§ **AIM OF THE EXERCISE**:
Which lines of the material below contain the word "mode"? Gather each such line and copy it out in full.

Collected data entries
— Start —

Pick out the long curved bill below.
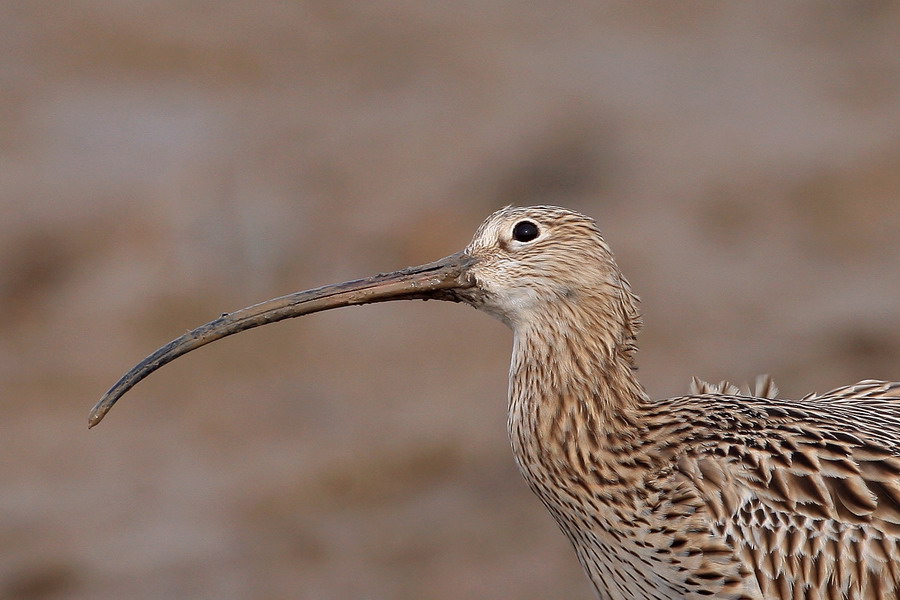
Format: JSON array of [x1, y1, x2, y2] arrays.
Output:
[[88, 252, 473, 428]]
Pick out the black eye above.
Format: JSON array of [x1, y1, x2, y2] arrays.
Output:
[[513, 221, 540, 242]]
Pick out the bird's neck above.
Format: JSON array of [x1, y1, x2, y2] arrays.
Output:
[[508, 304, 648, 474]]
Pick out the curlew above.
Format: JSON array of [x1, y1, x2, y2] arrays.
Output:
[[90, 206, 900, 600]]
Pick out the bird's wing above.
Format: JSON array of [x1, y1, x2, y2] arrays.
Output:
[[678, 381, 900, 600]]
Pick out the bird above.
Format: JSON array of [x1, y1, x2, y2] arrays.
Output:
[[89, 206, 900, 600]]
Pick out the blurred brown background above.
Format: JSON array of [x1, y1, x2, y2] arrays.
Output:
[[0, 0, 900, 600]]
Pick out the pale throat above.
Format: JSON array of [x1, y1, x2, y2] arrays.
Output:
[[508, 297, 648, 460]]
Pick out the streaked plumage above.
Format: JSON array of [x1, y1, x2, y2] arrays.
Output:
[[91, 206, 900, 600]]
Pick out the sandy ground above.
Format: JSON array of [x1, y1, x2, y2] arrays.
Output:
[[0, 0, 900, 600]]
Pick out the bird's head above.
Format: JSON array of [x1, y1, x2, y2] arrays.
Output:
[[89, 206, 640, 426], [462, 206, 637, 333]]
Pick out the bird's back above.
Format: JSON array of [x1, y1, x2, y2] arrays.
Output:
[[655, 380, 900, 600]]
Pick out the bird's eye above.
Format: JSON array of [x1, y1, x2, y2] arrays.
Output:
[[513, 221, 540, 242]]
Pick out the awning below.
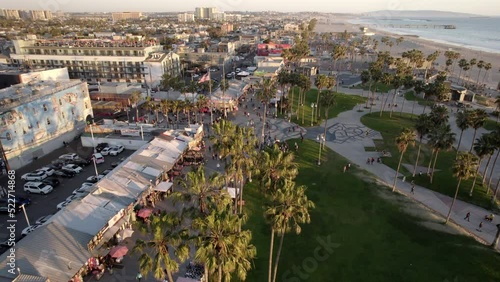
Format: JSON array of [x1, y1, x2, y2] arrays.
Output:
[[153, 181, 174, 192]]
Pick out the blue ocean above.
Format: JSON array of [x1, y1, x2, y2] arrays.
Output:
[[350, 17, 500, 53]]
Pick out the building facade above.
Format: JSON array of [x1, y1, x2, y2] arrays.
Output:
[[9, 39, 180, 83], [0, 76, 93, 169]]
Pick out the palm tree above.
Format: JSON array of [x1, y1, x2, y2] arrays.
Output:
[[133, 212, 189, 282], [429, 124, 455, 183], [265, 181, 315, 282], [469, 109, 488, 152], [319, 90, 337, 138], [413, 114, 432, 177], [174, 165, 224, 215], [445, 152, 478, 224], [392, 128, 416, 192], [469, 134, 495, 197], [128, 90, 142, 122], [455, 110, 471, 154], [256, 79, 277, 142], [192, 196, 257, 282], [256, 144, 299, 195]]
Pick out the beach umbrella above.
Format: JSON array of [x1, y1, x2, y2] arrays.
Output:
[[120, 228, 134, 239], [137, 209, 153, 218], [109, 246, 128, 258]]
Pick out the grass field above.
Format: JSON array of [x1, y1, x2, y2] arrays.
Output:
[[245, 140, 500, 282], [361, 113, 497, 212], [289, 88, 366, 126]]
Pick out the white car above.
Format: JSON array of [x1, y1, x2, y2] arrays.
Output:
[[62, 164, 83, 173], [21, 171, 48, 181], [21, 224, 42, 236], [36, 166, 54, 176], [35, 214, 52, 225], [109, 145, 125, 156], [24, 182, 54, 195], [100, 147, 111, 156], [59, 153, 79, 160], [57, 200, 71, 210]]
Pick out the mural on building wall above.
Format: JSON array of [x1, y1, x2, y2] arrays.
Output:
[[0, 85, 92, 150]]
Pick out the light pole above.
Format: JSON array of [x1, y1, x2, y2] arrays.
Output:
[[316, 134, 325, 165], [311, 103, 318, 126], [19, 204, 31, 226]]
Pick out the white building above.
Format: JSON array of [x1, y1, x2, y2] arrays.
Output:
[[0, 69, 93, 169], [177, 13, 194, 23], [10, 38, 180, 83]]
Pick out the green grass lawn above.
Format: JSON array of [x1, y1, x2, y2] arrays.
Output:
[[289, 88, 366, 126], [244, 140, 500, 282], [361, 113, 497, 212]]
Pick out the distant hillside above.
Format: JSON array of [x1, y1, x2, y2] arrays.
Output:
[[363, 10, 480, 18]]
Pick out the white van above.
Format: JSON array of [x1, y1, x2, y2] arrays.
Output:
[[93, 153, 104, 164]]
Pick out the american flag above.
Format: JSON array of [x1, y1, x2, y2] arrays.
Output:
[[198, 71, 210, 83]]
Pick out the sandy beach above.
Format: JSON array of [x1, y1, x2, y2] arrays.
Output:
[[315, 17, 500, 92]]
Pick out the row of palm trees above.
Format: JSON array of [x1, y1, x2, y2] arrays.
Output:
[[134, 117, 314, 281]]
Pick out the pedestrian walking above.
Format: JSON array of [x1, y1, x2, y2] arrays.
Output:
[[464, 212, 470, 222]]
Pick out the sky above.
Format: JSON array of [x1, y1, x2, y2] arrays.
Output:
[[0, 0, 500, 16]]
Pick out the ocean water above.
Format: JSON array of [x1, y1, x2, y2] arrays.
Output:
[[350, 17, 500, 53]]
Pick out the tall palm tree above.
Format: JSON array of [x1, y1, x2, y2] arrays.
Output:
[[256, 79, 277, 142], [445, 152, 478, 224], [392, 128, 416, 192], [469, 109, 488, 152], [429, 124, 455, 183], [192, 196, 257, 282], [174, 165, 223, 215], [128, 90, 142, 122], [455, 110, 471, 154], [319, 90, 337, 138], [413, 114, 432, 177], [133, 212, 189, 282], [265, 181, 315, 282], [469, 134, 495, 197]]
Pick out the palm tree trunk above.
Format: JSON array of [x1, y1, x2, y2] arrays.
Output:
[[455, 130, 464, 156], [444, 177, 462, 224], [267, 227, 274, 282], [392, 151, 405, 192], [469, 158, 483, 197], [427, 149, 436, 175], [273, 231, 286, 282], [412, 143, 422, 177], [468, 128, 477, 153], [486, 149, 500, 195], [481, 155, 493, 185], [430, 150, 439, 184]]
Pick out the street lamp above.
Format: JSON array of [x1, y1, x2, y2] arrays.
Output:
[[19, 204, 31, 226], [316, 134, 326, 165], [311, 103, 318, 126]]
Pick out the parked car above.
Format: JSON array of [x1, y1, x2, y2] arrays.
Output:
[[87, 174, 104, 183], [24, 182, 54, 195], [54, 169, 76, 178], [62, 164, 83, 173], [59, 153, 79, 160], [35, 214, 52, 225], [42, 177, 60, 187], [109, 145, 125, 156], [95, 143, 109, 152], [36, 166, 54, 176], [21, 171, 47, 181], [21, 224, 42, 237]]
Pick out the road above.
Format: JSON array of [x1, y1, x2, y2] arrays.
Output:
[[0, 140, 134, 252]]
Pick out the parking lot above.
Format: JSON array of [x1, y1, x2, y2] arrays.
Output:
[[0, 140, 134, 252]]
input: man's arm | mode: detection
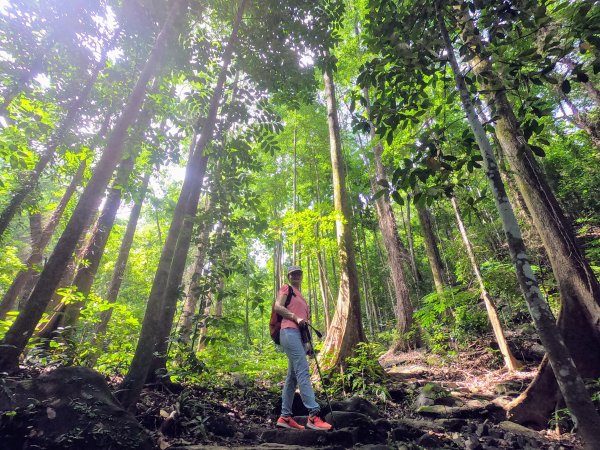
[274,293,302,323]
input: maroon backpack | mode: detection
[269,284,296,345]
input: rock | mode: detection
[0,367,154,450]
[475,422,489,437]
[417,433,446,448]
[321,395,380,420]
[273,392,308,416]
[388,388,408,403]
[413,383,453,409]
[464,435,483,450]
[386,365,428,380]
[205,414,237,437]
[325,410,373,429]
[391,424,423,442]
[354,444,393,450]
[168,443,343,450]
[498,420,540,439]
[494,381,527,395]
[261,429,354,448]
[416,403,503,420]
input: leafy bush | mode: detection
[323,342,389,401]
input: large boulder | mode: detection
[322,395,381,420]
[0,367,154,450]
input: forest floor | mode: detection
[137,332,582,450]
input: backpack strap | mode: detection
[283,284,296,308]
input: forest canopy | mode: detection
[0,0,600,448]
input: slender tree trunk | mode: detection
[317,252,331,330]
[273,239,282,298]
[61,78,166,327]
[91,170,152,358]
[455,3,600,421]
[554,89,600,154]
[119,0,249,408]
[563,58,600,107]
[33,208,99,340]
[292,123,298,265]
[436,4,600,449]
[61,156,134,327]
[322,62,365,367]
[417,206,445,297]
[450,196,523,370]
[0,161,86,319]
[0,0,183,372]
[179,216,210,343]
[0,38,108,239]
[364,89,416,351]
[402,195,423,286]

— End —

§ **TASK OUTPUT**:
input: man's arm | mode: detection
input: maroon backpack | mode: detection
input: rock | mode: detection
input: leafy bush | mode: detection
input: large boulder | mode: detection
input: forest floor | mode: detection
input: backpack strap | mode: detection
input: forest canopy | mode: detection
input: slender tree trunk | mode: detection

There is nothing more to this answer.